*Source data*:
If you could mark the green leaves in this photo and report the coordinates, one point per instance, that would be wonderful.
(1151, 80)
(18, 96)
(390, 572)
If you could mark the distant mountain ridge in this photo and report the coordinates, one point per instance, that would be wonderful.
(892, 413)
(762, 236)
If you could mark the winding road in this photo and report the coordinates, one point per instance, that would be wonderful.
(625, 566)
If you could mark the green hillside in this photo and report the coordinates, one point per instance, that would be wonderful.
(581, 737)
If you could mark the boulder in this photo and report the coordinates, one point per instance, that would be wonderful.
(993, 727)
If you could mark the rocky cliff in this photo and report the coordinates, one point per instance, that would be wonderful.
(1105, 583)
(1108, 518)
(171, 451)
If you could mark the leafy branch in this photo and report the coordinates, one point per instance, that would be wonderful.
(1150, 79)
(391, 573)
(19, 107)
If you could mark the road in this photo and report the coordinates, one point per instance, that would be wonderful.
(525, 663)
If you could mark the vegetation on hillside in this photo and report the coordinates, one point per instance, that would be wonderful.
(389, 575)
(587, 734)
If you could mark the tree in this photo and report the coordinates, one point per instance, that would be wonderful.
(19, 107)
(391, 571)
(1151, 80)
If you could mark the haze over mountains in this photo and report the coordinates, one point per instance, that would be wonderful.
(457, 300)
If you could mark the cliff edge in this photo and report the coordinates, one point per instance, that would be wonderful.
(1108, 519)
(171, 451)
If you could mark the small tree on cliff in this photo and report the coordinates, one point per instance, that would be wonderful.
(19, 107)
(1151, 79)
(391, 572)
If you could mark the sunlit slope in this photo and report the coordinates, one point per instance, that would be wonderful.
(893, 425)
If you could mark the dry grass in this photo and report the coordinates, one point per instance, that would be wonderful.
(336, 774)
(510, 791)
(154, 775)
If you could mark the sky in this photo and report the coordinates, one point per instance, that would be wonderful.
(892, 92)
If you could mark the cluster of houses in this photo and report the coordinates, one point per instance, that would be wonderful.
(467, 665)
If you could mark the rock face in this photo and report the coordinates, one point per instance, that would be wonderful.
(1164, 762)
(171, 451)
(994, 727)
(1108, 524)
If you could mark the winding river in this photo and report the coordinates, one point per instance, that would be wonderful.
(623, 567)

*Task statement*: Retyping the data above exactly and in full is the task.

*Finished task*:
If you could mark the green leaves in this photo and report the coordinates, one point per instance, that would be wonderful.
(1151, 80)
(18, 96)
(390, 572)
If you could mark the distant mountain ridge in this photo and report the coordinates, one point per instance, that would be wonderful.
(892, 413)
(762, 236)
If you could mark the winding road in this photo and report the coordinates, one point per instance, that would be wonderful.
(625, 566)
If you could mark the green hillside in this photo and report the coordinates, one point per instance, that would be wonderful.
(581, 737)
If you could mark the boulder in this photo and report the coordinates, one point per instance, that would be wonderful.
(993, 727)
If you could mark the rocky cliff in this photo and report the coordinates, one point per instance, that would be wonderful.
(1105, 583)
(1108, 518)
(171, 451)
If you could mark the leafy branch in this photo and report the coordinates, one point per instance, that would be wonderful.
(1150, 79)
(391, 573)
(19, 107)
If you could mark the road in this photo and report the coordinates, one point per instance, that would be wonderful.
(525, 663)
If you could mark the vegetation on hillside in this photo and report the coordinates, one point per instance, that would be wonderful.
(389, 575)
(587, 734)
If you could mark the tree in this photo and report the coordinates, one point per instance, that would be wonderful.
(19, 107)
(391, 571)
(1151, 80)
If you could mark the haze over mountains in this photo and report the coordinates, one point per instance, that would be wonderful.
(457, 300)
If you could mark the cliff edge in this photo and report the coordinates, one point per instance, that would be wonderful.
(1108, 519)
(171, 451)
If you could mark the small tree on cliff in this photo and report the coordinates, one point per instance, that would be wonderful.
(19, 107)
(1151, 79)
(391, 572)
If you could mark the sunlit slope in this photo and report the coordinates, one point per instance, that would be wonderful.
(893, 425)
If you could mark the dry grass in this photo and report the coordinates, one point per instance, that would be wonderful.
(336, 774)
(510, 791)
(154, 775)
If you could mark the sky in this photo and report the coordinates, one point per instance, that would be wonderful.
(892, 92)
If you could mark the cluster of houses in this photo and report the coordinates, one point per instance, that would be wonderful.
(467, 665)
If you could mark the rock face in this photo and report the coordinates, one point per instance, that would be wonderful.
(1164, 762)
(171, 451)
(994, 727)
(1108, 524)
If you could mark the winding river in this photo and report the coordinates, one point per instance, that would be wonderful.
(623, 567)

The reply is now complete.